-- Task to carry out --
Copy the section of the fruit-tree forum discussion below between "I’m located in" and "my spray program.", inclusive, changing "Euro plums" to "European plums" throughout.

-- Text section --
================
First of all I just joined this forum by the advice of rphcfb14 on the Houzz forum. I haven’t liked of that new forum there since it switched over from GardenWeb. In the past I always got great advice from many of the fruit experts on there when I lived in TN, and then moved back to Indiana. Everyone was always so helpful and informative and now so glad I found you all here. I posted last year on the Garden Web forum and got some great advice and help! My sweet cherry trees and sour cherries were losing leaves and wilting here in Northern Indiana. Thanks to the great advice I found out that the culprit was aphids. Nailed the problem with the help from some great people on there at the time, but think I was too late on a couple of my trees. Well the trees were so stressed I lost over the winter my 10 year old Rainer, a Lapins, and a Montmorency cherry. Now I am replacing two of them by switching to plums, not sure if they will be any easier than cherries, but giving them a try. Have a Black Ice plum and a Bubblegum/Toka for cross pollination. Any advice on how to handle and nurture the plums would be appreciated. In addition I would love some advice how to keep the pest’s at bay on all of my fruit trees- one Sweet Cherry Rainer left, a Windsor, and a dwarf sour cherry North Star, apples-Pink Sugar, Mutsu, Fuji, and Florina. Again would love to hear what your strategy is to keep the tree’s healthy and free from disease and pests. Do you all have a regime you follow every year? Just wondering. Thanks in advance and again glad to have found you and be here.
Plums aren’t easy either but I personally think they are easier than cherries, definitely easier than sweet cherries. Biggest thing I think is choosing varieties that are good for your area and are not overly susceptible to disease. Japanese plums seem to be easier than euro varieties on the whole, at least they are here.
I think Z5 might be pushing it for many varieties, but there should be some that will work.
Many Euros will be ok.
Biggest thing aside from disease is protecting from Plum Curculio. That is by far the biggest pest of plums. Borers are an issue, but not all the time…pc is always around and is always an issue when not sprayed for.
You have not gotten a lot of answers could be that you asked specifically about plum and about Black Ice and Toka plum. Black Ice is quite new. Not sure how many grow Black Ice ot Toka. More People here grow and like Superior, Santa Rosa, Satsuma.
Like Appleseed, I think peach and plum are not easy. I am in the east coast. Apple and pear are a lot easier, both Asian and Euro, choose the ones with disease resistance.
As for a spraying program, you need to spray insecticide and fungicide for plum. If you search this forum, there are several threads that describe what products and ways people use to spray.
I’m located in KS/MO. Here the biggest issue with Asian plums and their hybrids are that they bloom too early.
I used to grow lots of asian/hybrid plums but realized they weren’t very reliable in my area. Eventually I switched to Euro plums.
They bloom later than peaches, just before most apples, which tends to make them late enough that frosts don’t affect them to the same extent.
Supposedly Euro plums are a bit more susc. to black knot and brown rot, but I haven’t seen it here with my spray program.
In general, I’ve found plums easier to grow than cherry trees. Cherry trees are more susc. to collapse from bac. spot.
In terms of keeping pests off of fruit trees, for most home owners the best strategy is to kill the pests. This is most effectively done by spraying a good insecticide repeatedly. Of course there are other methods including barrier methods (i.e. Surround, bagging).
================
-- Material provided --

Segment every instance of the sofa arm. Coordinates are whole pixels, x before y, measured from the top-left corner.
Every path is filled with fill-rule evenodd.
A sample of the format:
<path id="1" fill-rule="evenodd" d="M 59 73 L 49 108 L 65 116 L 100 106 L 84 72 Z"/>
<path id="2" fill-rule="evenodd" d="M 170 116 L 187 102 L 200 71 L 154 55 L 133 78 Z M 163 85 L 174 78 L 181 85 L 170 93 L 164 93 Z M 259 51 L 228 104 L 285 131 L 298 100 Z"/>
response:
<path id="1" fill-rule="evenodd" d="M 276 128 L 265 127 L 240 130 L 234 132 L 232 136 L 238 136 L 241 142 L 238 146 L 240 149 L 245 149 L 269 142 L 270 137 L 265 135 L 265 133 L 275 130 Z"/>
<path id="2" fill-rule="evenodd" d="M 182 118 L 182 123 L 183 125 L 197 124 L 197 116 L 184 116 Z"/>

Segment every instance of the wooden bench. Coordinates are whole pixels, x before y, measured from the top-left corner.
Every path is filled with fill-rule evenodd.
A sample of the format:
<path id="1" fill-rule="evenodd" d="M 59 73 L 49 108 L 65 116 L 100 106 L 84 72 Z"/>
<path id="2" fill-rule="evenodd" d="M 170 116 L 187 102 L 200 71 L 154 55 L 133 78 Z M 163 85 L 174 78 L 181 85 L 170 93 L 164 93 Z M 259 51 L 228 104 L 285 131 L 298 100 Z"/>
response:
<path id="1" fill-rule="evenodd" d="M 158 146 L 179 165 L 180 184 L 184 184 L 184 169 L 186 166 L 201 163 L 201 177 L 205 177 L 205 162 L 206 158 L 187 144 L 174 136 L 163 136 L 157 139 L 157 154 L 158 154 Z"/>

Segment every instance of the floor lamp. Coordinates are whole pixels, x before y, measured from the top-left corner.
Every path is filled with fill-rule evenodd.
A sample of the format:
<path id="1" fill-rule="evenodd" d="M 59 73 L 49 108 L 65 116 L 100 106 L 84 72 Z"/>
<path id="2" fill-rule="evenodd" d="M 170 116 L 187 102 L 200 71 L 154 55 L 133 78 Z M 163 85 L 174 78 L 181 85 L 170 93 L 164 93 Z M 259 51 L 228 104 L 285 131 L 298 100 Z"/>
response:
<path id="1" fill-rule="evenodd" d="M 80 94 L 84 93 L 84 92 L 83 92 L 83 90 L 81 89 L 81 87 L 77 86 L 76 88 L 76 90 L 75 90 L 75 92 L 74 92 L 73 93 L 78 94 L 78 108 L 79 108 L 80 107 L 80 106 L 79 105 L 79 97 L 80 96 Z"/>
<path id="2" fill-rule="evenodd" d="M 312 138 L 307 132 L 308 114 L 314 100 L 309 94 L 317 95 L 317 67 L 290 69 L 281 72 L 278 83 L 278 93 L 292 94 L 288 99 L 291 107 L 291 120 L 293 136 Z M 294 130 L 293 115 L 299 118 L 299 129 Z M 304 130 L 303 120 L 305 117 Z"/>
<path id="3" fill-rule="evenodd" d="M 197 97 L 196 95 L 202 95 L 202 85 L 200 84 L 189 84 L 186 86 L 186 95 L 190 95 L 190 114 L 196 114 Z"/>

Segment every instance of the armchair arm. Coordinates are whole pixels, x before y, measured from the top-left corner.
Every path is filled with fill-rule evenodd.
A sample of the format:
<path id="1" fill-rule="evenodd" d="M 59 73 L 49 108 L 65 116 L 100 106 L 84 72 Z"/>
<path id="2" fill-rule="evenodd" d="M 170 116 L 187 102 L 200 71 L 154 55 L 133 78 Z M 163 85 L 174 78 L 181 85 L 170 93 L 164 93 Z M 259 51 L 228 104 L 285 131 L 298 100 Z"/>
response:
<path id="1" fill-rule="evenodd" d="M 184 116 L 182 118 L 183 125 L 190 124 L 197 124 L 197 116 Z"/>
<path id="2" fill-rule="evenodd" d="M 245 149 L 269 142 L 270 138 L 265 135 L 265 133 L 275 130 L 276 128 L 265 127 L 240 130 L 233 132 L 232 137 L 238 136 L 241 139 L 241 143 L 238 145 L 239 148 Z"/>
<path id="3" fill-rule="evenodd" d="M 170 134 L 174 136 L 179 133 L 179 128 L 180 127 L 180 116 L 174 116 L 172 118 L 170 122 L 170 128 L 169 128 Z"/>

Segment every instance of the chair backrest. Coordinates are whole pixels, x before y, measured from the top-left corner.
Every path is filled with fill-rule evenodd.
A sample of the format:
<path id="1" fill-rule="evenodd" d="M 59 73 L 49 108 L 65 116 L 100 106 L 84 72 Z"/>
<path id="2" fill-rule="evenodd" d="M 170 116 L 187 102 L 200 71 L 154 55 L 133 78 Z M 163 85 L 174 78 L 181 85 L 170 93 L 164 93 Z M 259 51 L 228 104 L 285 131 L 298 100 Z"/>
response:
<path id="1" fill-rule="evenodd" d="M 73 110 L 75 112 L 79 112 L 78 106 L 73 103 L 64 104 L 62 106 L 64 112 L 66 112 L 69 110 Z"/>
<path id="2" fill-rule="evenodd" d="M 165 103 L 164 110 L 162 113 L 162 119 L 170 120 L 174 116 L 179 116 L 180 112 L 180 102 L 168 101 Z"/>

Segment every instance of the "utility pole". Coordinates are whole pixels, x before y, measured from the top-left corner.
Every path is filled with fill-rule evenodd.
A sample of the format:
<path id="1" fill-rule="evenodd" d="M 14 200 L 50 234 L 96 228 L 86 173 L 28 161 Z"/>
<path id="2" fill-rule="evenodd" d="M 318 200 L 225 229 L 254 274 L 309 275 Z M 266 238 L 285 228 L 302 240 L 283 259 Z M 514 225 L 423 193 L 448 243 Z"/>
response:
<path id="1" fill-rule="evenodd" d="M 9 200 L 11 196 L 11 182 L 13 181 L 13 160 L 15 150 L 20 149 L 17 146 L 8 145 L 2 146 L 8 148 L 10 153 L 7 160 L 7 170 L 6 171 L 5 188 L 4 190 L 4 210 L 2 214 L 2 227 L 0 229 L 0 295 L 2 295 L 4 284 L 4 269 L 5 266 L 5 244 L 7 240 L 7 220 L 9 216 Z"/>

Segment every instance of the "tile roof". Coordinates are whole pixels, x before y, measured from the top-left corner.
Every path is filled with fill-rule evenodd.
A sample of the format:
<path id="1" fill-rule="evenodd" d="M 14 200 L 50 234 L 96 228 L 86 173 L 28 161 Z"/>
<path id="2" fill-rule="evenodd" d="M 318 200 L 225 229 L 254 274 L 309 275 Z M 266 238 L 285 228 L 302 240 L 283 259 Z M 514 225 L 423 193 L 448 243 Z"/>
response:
================
-- Result for this exercise --
I’m located in KS/MO. Here the biggest issue with Asian plums and their hybrids are that they bloom too early.
I used to grow lots of asian/hybrid plums but realized they weren’t very reliable in my area. Eventually I switched to European plums.
They bloom later than peaches, just before most apples, which tends to make them late enough that frosts don’t affect them to the same extent.
Supposedly European plums are a bit more susc. to black knot and brown rot, but I haven’t seen it here with my spray program.